TEXTAUSZUG:
● ● ● ●

# [solved] Probleme mit dem "Bildschirm sperren" unter KDE 4

## Gladdle

Ich habe Probleme mit der Option "Bildschirm sperren" (KDE 4), er akzeptiert mein Passwort nicht. Zuerst dachte ich es läge am Tastaturlayout, aber selbst wenn ich das Passwort im Zwischenspeicher habe und mit [STRG] + [V] eingebe bringt er einen Fehler. Gibt es irgendwo Logs? Oder Berechtigungen das nur root das darf? Ich habe gegoogelt, aber es kommt echt nur Mist raus. Und das Problem empfinde ich als extrem störend, ich sperre meine PCs grundsätzlich wenn ich weggehe.Last edited by Gladdle on Sun May 23, 2010 12:27 am; edited 1 time in total

----------

## Josef.95

Hi

Ich würde auch am ehesten vermuten das es an einem Wechsel des Tastaturlayouts liegt, das würde zb auch mit erklären warum es mit dem einfügen via Strg+V auch nicht klappt, denn es bleibt ja in deutsch(?!)

● ● ● ●

Wie geht der Forenthread zur Bildschirmsperre unter KDE 4 weiter? Schreib ihn ab dem letzten Satz fort.

DATENBLOCK:
● ● ● ●

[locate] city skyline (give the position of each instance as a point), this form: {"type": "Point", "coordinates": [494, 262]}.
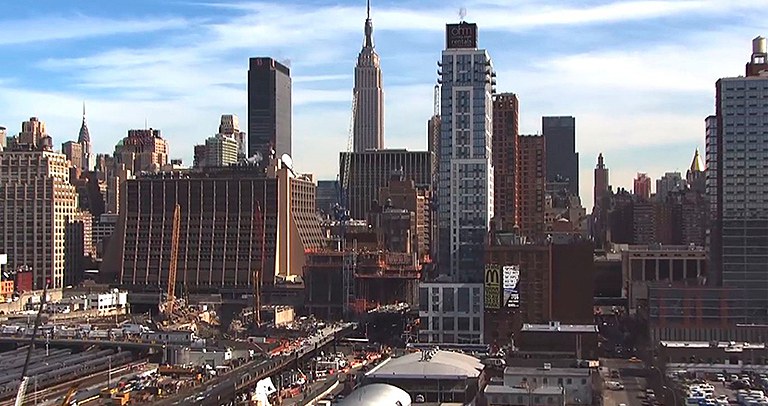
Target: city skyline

● ● ● ●

LÖSUNG:
also zb ein Z würde bei einem Wechsel zum Y usw...

Denn bei einigen Leuten scheint es genau diesen Wechsel beim Bildschirm sperren zu geben, siehe zb

kde4 bildschirm sperren, mal auf deutsch mal auf englisch (bisher leider ungelöst)

Würde es denn klappen wenn du dein Passwort passend für ein englisches Keyboard Layout eingibst?

oder du dein PW so abänderst das es bei beiden Layouts auf den selben Tasten liegt?

----------

## Gladdle

Per [STRG] + [V] gibt er ja was ein, aber er akzeptiert es nicht. Ich habe das Passwort schon für mehrere Tastaturlayouts passend getippt ... nichts passiert. Das einzige das ich gefunden habe ist ein Beitrag aus dem Jahre 2004 eines SuSE Users, jedoch wurde das Problem auch nicht behoben.

----------

## Josef.95

Wie, oder wo hast du den dein Tastaturlayout konfiguriert, global zb über Xorg,  HAL oder User spezifisch in den KDE Systemsettings?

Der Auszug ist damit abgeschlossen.